***** Textauszug zum Lesen
Schiller wirft die Feder beiseite, springt auf und beginnt, unruhig im Zimmer hin und her zu gehen. Er hat sich selbst schon amüsiert über den Witz in Ifflands Stücken, hat schon manch einen sorglosen Abend dabei im Theater verbracht. War es das, was die Menschen an Ifflands Werk faszinierte? Waren es die frohen Stunden, die er ihnen bescherte? Die doch bei keinem einen tieferen Eindruck hinterlassen hatten, darauf würde er jede Wette eingehen. Und doch hatte Iffland Erfolg, der sich in klingender Münze auszahlte …
Und er? Als ihn Dalberg am 1. September 1783 zum Theaterdichter am Mannheimer Nationaltheater machte, hatte er geglaubt, dass ihm die Welt nun zu Füßen liegt. 300 Gulden im Jahr, dafür sollte er drei Stücke liefern und zusätzlich als Dramaturg arbeiten – das war es! Er war am Ziel seiner Wünsche. Endlich konnte er seinen Lebensunterhalt mit Schreiben verdienen!
**********
***** Die Eingabedaten
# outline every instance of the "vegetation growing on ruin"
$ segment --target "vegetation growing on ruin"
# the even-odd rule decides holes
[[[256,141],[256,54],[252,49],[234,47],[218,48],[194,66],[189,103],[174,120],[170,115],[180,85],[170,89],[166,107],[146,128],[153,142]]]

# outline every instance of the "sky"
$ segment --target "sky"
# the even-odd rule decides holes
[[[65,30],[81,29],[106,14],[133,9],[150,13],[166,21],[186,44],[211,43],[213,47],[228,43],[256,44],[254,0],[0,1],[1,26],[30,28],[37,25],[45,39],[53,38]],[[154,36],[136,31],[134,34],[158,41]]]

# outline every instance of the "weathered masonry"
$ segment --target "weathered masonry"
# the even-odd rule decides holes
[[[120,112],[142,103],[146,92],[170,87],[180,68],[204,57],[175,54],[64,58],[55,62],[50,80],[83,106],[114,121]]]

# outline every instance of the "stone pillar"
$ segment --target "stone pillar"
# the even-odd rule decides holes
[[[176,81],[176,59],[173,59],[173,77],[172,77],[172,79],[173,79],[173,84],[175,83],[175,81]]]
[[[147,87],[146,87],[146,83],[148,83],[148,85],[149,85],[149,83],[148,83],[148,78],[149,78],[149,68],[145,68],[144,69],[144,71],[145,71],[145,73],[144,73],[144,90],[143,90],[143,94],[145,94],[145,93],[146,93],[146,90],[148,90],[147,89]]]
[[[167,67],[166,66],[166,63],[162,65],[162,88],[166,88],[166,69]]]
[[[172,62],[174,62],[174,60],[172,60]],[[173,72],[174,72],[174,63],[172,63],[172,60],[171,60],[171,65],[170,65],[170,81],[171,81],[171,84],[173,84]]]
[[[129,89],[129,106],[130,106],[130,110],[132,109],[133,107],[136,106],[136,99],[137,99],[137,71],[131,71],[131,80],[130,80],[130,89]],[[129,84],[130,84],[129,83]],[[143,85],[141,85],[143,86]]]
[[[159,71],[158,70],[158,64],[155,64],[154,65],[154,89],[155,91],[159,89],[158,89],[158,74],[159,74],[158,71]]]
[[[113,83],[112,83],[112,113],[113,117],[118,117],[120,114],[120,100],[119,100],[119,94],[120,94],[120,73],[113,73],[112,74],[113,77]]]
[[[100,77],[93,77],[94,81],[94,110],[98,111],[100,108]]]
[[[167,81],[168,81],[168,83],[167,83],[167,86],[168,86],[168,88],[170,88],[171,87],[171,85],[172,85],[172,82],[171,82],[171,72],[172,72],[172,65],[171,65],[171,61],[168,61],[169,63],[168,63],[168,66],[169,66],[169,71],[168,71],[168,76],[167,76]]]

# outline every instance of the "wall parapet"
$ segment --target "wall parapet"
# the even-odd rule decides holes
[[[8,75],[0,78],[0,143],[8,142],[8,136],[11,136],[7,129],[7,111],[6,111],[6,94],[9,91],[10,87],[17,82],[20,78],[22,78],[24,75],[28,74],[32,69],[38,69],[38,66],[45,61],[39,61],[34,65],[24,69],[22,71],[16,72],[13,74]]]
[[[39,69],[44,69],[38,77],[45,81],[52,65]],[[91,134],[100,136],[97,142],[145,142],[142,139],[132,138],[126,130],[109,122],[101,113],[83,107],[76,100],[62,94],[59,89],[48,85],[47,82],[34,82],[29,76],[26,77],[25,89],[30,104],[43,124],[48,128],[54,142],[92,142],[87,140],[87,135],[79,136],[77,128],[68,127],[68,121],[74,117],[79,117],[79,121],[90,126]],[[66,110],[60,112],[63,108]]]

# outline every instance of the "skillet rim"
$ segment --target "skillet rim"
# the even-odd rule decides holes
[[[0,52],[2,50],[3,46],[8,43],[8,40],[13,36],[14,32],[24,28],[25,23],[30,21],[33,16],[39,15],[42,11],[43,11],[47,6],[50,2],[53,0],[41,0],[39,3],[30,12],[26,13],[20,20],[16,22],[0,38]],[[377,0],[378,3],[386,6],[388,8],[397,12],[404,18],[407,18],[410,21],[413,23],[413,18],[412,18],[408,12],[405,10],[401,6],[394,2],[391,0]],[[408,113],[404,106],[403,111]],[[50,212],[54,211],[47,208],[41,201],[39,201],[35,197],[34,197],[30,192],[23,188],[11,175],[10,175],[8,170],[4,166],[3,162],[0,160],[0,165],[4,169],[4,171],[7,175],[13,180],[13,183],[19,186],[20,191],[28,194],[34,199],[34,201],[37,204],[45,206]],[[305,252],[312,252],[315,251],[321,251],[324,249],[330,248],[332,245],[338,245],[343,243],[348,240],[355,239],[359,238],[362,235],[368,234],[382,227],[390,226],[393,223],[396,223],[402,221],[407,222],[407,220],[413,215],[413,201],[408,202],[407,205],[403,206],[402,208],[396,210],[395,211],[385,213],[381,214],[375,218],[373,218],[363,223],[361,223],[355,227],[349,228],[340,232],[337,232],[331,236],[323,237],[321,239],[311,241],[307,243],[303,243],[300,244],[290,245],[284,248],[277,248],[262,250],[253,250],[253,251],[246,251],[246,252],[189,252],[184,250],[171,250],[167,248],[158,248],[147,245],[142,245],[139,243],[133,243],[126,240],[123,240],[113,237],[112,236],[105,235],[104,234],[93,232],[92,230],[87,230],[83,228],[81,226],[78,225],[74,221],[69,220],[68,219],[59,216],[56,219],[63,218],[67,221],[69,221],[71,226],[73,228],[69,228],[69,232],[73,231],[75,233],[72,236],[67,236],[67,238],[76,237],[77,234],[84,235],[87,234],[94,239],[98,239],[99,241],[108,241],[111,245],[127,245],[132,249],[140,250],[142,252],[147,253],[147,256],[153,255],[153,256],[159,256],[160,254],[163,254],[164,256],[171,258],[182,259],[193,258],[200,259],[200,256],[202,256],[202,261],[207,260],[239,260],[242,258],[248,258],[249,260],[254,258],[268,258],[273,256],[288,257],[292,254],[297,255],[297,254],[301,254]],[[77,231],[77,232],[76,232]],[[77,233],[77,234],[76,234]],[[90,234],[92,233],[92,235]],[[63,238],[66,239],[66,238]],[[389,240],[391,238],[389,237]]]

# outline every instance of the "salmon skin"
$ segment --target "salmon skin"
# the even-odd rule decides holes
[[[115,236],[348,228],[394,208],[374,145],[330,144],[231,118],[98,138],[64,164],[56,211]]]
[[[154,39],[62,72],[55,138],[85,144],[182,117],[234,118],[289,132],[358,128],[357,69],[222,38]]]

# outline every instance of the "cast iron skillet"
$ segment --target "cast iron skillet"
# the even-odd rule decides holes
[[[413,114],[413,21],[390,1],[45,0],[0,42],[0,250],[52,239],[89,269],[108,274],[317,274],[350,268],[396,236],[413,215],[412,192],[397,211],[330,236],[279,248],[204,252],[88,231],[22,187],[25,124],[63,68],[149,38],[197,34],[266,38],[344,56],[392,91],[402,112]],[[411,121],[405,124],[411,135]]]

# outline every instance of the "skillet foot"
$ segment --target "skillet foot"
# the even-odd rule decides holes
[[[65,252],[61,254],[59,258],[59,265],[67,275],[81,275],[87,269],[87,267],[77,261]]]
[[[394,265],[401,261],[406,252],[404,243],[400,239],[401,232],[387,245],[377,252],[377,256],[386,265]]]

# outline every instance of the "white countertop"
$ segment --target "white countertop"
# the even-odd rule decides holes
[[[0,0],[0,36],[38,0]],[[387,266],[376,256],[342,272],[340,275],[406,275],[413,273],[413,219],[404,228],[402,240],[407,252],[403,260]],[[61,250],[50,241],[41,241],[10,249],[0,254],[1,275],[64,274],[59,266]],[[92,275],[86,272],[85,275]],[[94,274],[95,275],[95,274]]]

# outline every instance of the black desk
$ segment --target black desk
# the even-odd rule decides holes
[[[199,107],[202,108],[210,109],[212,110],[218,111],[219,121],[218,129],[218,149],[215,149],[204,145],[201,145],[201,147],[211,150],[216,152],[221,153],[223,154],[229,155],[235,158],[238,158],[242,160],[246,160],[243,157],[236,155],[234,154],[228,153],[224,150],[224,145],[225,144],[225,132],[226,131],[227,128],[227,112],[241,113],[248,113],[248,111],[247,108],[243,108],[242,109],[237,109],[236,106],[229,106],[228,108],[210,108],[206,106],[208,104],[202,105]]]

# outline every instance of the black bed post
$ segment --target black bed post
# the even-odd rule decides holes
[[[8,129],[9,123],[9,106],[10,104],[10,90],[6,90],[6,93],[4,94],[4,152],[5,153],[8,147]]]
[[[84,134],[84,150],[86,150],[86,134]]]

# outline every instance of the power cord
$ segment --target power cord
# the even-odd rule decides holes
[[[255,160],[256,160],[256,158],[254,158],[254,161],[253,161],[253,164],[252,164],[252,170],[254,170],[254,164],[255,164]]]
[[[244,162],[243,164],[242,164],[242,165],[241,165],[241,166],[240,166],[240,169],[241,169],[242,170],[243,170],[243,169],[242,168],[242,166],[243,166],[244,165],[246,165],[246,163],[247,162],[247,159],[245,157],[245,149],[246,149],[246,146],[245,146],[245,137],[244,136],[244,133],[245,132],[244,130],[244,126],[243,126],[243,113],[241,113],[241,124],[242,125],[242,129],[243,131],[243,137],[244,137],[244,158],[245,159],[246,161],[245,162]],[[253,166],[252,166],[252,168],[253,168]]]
**********
Ihre Aufgaben.
a: Überarbeiten Sie den Auszug über Schiller: Schreiben Sie die Stelle beginnend bei „Schiller wirft die“ und endend bei „mit Schreiben verdienen!“ erneut ab und ersetzen Sie darin „Dalberg“ durch „der Intendant“.
b: Sammeln Sie bitte jede Zeile der Datensätze, in der die Zeichenfolge „skillet“ vorkommt, und übernehmen Sie sie unverändert.

Ergebnisse je Aufgabe.
a:
Schiller wirft die Feder beiseite, springt auf und beginnt, unruhig im Zimmer hin und her zu gehen. Er hat sich selbst schon amüsiert über den Witz in Ifflands Stücken, hat schon manch einen sorglosen Abend dabei im Theater verbracht. War es das, was die Menschen an Ifflands Werk faszinierte? Waren es die frohen Stunden, die er ihnen bescherte? Die doch bei keinem einen tieferen Eindruck hinterlassen hatten, darauf würde er jede Wette eingehen. Und doch hatte Iffland Erfolg, der sich in klingender Münze auszahlte …
Und er? Als ihn der Intendant am 1. September 1783 zum Theaterdichter am Mannheimer Nationaltheater machte, hatte er geglaubt, dass ihm die Welt nun zu Füßen liegt. 300 Gulden im Jahr, dafür sollte er drei Stücke liefern und zusätzlich als Dramaturg arbeiten – das war es! Er war am Ziel seiner Wünsche. Endlich konnte er seinen Lebensunterhalt mit Schreiben verdienen!

b:
# outline every instance of the "skillet rim"
$ segment --target "skillet rim"
# outline every instance of the "cast iron skillet"
$ segment --target "cast iron skillet"
# outline every instance of the "skillet foot"
$ segment --target "skillet foot"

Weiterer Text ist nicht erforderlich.